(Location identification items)
————
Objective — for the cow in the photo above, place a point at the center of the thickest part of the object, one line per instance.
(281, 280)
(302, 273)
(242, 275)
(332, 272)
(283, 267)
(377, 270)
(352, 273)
————
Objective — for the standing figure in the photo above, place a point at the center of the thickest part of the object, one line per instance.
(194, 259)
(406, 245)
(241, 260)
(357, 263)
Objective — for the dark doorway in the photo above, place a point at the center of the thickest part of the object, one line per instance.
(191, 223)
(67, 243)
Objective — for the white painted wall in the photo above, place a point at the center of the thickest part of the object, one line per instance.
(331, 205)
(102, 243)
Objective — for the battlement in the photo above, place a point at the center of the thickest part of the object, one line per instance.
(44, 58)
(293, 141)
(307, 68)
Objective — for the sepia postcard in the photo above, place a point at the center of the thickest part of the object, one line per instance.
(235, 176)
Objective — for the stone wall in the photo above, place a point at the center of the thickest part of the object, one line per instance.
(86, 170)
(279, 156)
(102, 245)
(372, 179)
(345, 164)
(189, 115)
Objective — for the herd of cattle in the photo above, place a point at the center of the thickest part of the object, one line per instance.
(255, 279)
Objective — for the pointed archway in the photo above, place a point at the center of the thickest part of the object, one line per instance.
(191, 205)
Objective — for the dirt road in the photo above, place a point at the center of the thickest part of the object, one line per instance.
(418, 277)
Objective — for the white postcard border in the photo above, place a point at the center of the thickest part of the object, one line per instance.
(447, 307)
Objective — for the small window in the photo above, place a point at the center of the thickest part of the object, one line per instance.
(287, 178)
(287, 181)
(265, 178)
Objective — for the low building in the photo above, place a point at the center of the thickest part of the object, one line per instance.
————
TASK TO CARRY OUT
Copy the records above, from the line containing "Objective — for the stone" through the line containing "Objective — for the low", with both of those lines included.

EXERCISE RESULT
Objective — for the stone wall in the photo above, place a point at the center of the thickest part of the object, one line per instance.
(86, 170)
(279, 156)
(102, 245)
(372, 179)
(345, 164)
(189, 115)
Objective — for the herd of cattle in the photo above, place a point at the center of the thickest part of the object, one line per instance.
(255, 279)
Objective — for the pointed archway in the photo above, place a point at the center of the thickest part of the object, one line per instance.
(191, 205)
Objective — for the dirt road in the photo above, place a point at the center of the thickest part of the object, one line per instance.
(418, 277)
Objective — for the white postcard border in the photo above, place a point at the center of the thickest part of the object, one line per instance.
(447, 307)
Objective — for the small window in the photo above, place a point at the center of the thickest part of the object, one line per instance.
(287, 178)
(287, 181)
(265, 178)
Objective — for the low building in the photo above, place a point at the center of the thickest part of the object, one line per instance.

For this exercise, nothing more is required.